SOURCE EXTRACT ::
┏━━

The-Tidings.com
Return to Article
Published: Friday, June 23, 2006

Help for teens after parents divorce

By Antoinette Bosco

When parents divorce, families, with rare exceptions, are in turmoil. Households are disrupted in every possible way, from physical living arrangements to the entire strange new atmosphere the shattered family confronts. As a mother once told me after her husband announced he had fallen in love with another woman, "We now breathe poisoned air."

I have studied the impact of divorce on families for the past 40 years, ever since my husband got a divorce and I became a single parent of six, four of them already teenagers. I started working with other mothers like myself, thrust suddenly into a new, unfamiliar world of single parenting. We soon learned that divorce was particularly hard on teenage children, who were grown enough to feel so many new emotions -- from confusion and sadness to anger and rebellion --- erupting from the breakup of their family. This happened even when the divorce brought relief from family disruption.

┗━━

TASK INSTRUCTIONS ::
- 1) From the divorce column, list every emotion it names as erupting in teenage children when their family breaks up.
- 2) According to the divorce column, for how many years has the writer studied the impact of divorce on families?
- 3) Copy the divorce column from "I have studied" up to and including "from family disruption.", substituting "adolescent children" for "teenage children".

DATA LINES ::
┏━━

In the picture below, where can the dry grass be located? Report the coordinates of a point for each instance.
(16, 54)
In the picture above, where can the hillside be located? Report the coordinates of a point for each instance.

┗━━

RESPONSES TO THE EXERCISE ::
- 1) confusion, sadness, anger, rebellion

- 2) For the past 40 years.

- 3)
I have studied the impact of divorce on families for the past 40 years, ever since my husband got a divorce and I became a single parent of six, four of them already teenagers. I started working with other mothers like myself, thrust suddenly into a new, unfamiliar world of single parenting. We soon learned that divorce was particularly hard on adolescent children, who were grown enough to feel so many new emotions -- from confusion and sadness to anger and rebellion --- erupting from the breakup of their family. This happened even when the divorce brought relief from family disruption.